**Stated problem:** Copy the part of the passage on school curricula from "What else does" to "other curricula (2013)." word for word.

April 11, 2016
Johns Hopkins Institute for Education Policy
Curricula, or the instructional materials used to teach including teacher’s guides and textbooks (Boser et al., 2015), inevitably influence a teacher’s lesson content and instructional approach (Reys et al., 2003). Despite such obvious importance, however, the academic curriculum is often overlooked as a factor in student outcomes. Indeed, what is striking is the paucity of research on the subject.
There have been a few scholarly forays into this domain. For instance, Grover (“Russ”) Whitehurst found that using higher quality curricula increases student learning more than other, more well-known, interventions such as expanding preschool programs, giving merit pay to successful teachers, decreasing class sizes, and increasing the number of charter schools in a district (Whitehurst, 2009; Chingos & Whitehurst, 2012). Morgan Polikoff argued recently that using better curricula is a relatively inexpensive, yet impactful, intervention, since school districts regularly change their curricula, and the cost difference between different curricular programs is small (Polikoff, 2014).
What else does the research record tell us about curricula and student outcomes? Are some curricula really better than others? What important questions about curricula remained unanswered? Two recent studies advance our understanding of the curriculum effect.
In the first study, “Large-Scale Evaluations of Curricular Effectiveness: The Case of Elementary Mathematics in Indiana,” economists Rachana Bhatt and Cory Koedel use school-level data to measure the differences in student learning outcomes between three different elementary mathematics curricula (2012). In the second study, “Is Curriculum Quality Uniform? Evidence from Florida”, authors Bhatt, Koedel, and Douglas Lehmann use school-level data to compare whether mathematics subtopics are taught equally well within a particular curriculum compared to subtopics in other curricula (2013).
Both studies used a similar methodology of matching schools. The logic behind school-level matching stems from the fact that in an ideal setting, the research team would run a randomized control trial in which a group of schools would be randomly selected to participate. Some of the schools within the group would then be randomly selected to use a new curriculum (the treatment group), and the other schools would continue to use the existing curricular materials (the control group). Researchers would then look at the average differences in the outcomes between the two groups to see if the new curriculum were more effective. Randomized control trials are ideal because randomization ensures that unseen factors do not drive the actual changes in student outcomes. This is what allows researchers to say that the average difference in outcome across the two groups is caused by the curricular change. Otherwise, unseen factors could actually be the real cause of the difference in outcomes. There are numerous unseen factors that might potentially cause a school both to choose a certain curriculum and also to increase student learning outcomes: school quality, strong administrative leadership, or better teachers, for example.

**Supplied information:**
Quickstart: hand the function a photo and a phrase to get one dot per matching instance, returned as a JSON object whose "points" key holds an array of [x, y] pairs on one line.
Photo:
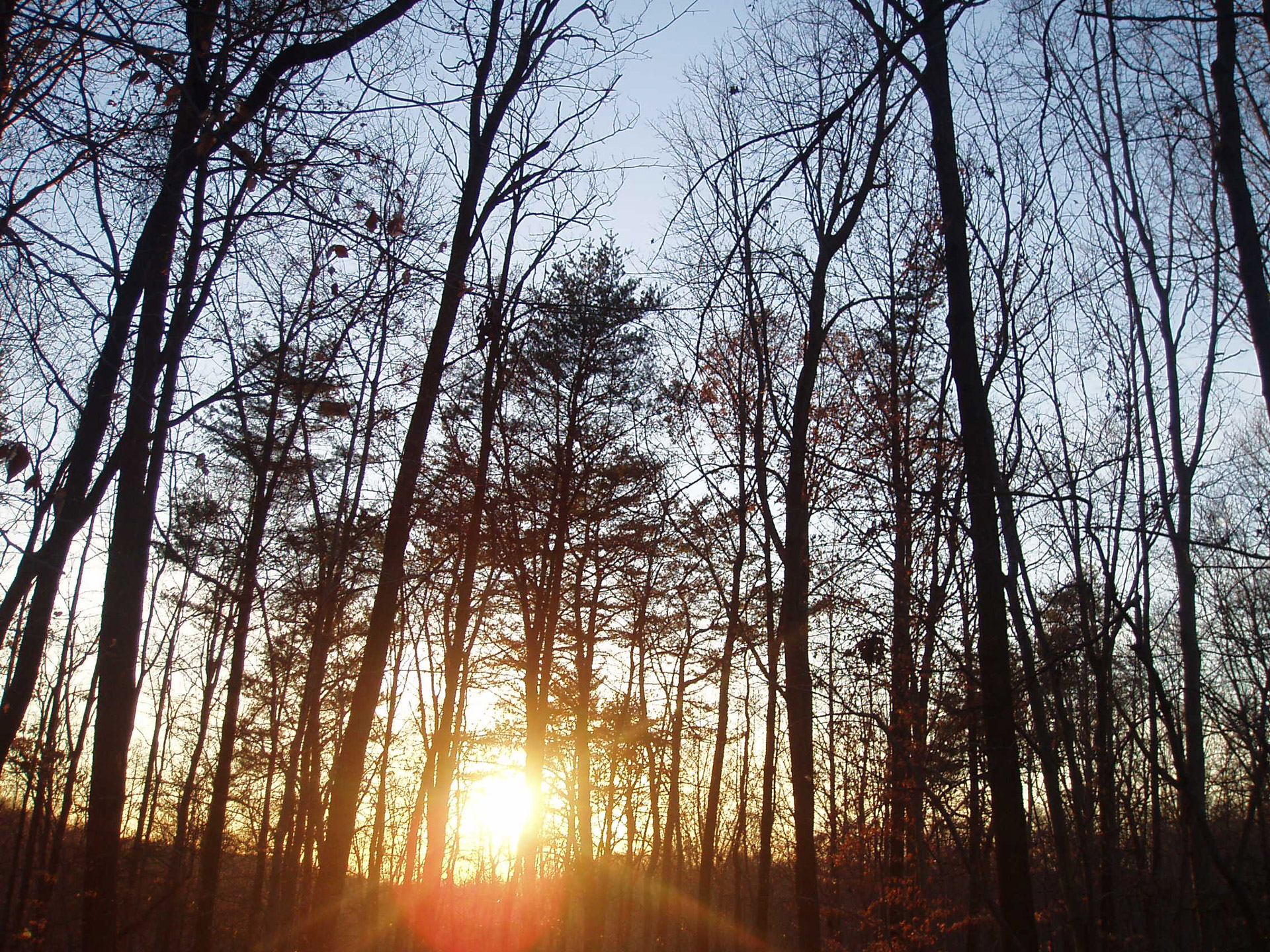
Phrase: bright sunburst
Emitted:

**Final answer:**
What else does the research record tell us about curricula and student outcomes? Are some curricula really better than others? What important questions about curricula remained unanswered? Two recent studies advance our understanding of the curriculum effect.
In the first study, “Large-Scale Evaluations of Curricular Effectiveness: The Case of Elementary Mathematics in Indiana,” economists Rachana Bhatt and Cory Koedel use school-level data to measure the differences in student learning outcomes between three different elementary mathematics curricula (2012). In the second study, “Is Curriculum Quality Uniform? Evidence from Florida”, authors Bhatt, Koedel, and Douglas Lehmann use school-level data to compare whether mathematics subtopics are taught equally well within a particular curriculum compared to subtopics in other curricula (2013).